▶ **Written problem**
Could you arrange every line of the listing below as a JSON list of strings, one string per line, with blank lines left out?

▶ **Data for this task**
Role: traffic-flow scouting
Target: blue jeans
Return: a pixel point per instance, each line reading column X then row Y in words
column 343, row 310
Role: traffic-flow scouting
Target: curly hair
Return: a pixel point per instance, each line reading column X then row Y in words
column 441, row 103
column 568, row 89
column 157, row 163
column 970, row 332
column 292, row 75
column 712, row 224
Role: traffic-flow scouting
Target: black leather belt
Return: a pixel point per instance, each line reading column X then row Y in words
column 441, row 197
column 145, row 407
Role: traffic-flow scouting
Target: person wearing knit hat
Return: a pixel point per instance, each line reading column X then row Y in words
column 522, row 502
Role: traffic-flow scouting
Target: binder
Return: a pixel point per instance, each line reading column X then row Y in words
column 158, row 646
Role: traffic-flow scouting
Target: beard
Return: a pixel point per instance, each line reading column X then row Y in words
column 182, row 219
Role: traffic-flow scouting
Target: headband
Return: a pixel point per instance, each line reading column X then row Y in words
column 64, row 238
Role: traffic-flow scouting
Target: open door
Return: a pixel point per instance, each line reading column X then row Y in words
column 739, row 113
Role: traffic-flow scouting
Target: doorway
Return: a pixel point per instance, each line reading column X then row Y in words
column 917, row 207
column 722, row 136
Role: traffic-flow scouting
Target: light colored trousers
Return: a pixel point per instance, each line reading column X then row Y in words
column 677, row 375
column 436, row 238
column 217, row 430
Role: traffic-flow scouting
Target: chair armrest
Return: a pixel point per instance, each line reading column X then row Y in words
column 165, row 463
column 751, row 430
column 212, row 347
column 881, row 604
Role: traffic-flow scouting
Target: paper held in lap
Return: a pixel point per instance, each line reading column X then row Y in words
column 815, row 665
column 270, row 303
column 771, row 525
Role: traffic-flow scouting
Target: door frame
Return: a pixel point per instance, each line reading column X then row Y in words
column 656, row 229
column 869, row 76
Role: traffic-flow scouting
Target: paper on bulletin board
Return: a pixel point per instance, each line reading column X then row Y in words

▶ **Correct response**
[
  "Role: traffic-flow scouting",
  "Target: blue jeans",
  "Return: a pixel point per instance, each line reading column X then row Y in words",
  "column 343, row 310",
  "Role: traffic-flow scouting",
  "Target: curly hair",
  "Return: a pixel point per instance, each line reading column X then row Y in words",
  "column 441, row 103",
  "column 568, row 89",
  "column 157, row 163",
  "column 970, row 332",
  "column 292, row 75",
  "column 712, row 224",
  "Role: traffic-flow scouting",
  "Target: black leather belt",
  "Return: a pixel point per instance, each line reading column X then row Y in words",
  "column 441, row 197",
  "column 145, row 407",
  "Role: traffic-flow scouting",
  "Target: person wearing knit hat",
  "Return: a pixel point per instance, each line reading column X then row Y in words",
  "column 522, row 502",
  "Role: traffic-flow scouting",
  "Target: binder",
  "Return: a pixel point per instance, each line reading column X then row Y in words",
  "column 158, row 646",
  "Role: traffic-flow scouting",
  "Target: beard",
  "Return: a pixel point per instance, each line reading column X then row Y in words",
  "column 182, row 219",
  "Role: traffic-flow scouting",
  "Target: headband",
  "Return: a pixel point per instance, each line reading column X then row Y in words",
  "column 64, row 238",
  "Role: traffic-flow scouting",
  "Target: open door",
  "Return: a pixel point per instance, each line reading column X then row Y in words",
  "column 739, row 113",
  "Role: traffic-flow scouting",
  "Target: doorway",
  "Return: a pixel point per instance, each line reading column X then row Y in words",
  "column 917, row 207",
  "column 722, row 136",
  "Role: traffic-flow scouting",
  "Target: light colored trousers",
  "Return: a pixel point per instance, each line reading column X then row Y in words",
  "column 677, row 375",
  "column 436, row 238",
  "column 217, row 430",
  "Role: traffic-flow scouting",
  "Target: chair armrest",
  "Return: a pixel point per instance, each line reading column X then row Y in words",
  "column 165, row 463",
  "column 751, row 430",
  "column 212, row 347",
  "column 881, row 604",
  "Role: traffic-flow scouting",
  "Target: paper held in lap",
  "Return: a pixel point per instance, each line reading column X then row Y in words",
  "column 815, row 665",
  "column 270, row 303",
  "column 771, row 525",
  "Role: traffic-flow scouting",
  "Target: door frame",
  "Return: a pixel point per instance, each line reading column X then row Y in words",
  "column 656, row 229",
  "column 869, row 76",
  "Role: traffic-flow scouting",
  "Target: paper on bulletin board",
  "Return: a pixel point per instance, each line reading column X then row Y in words"
]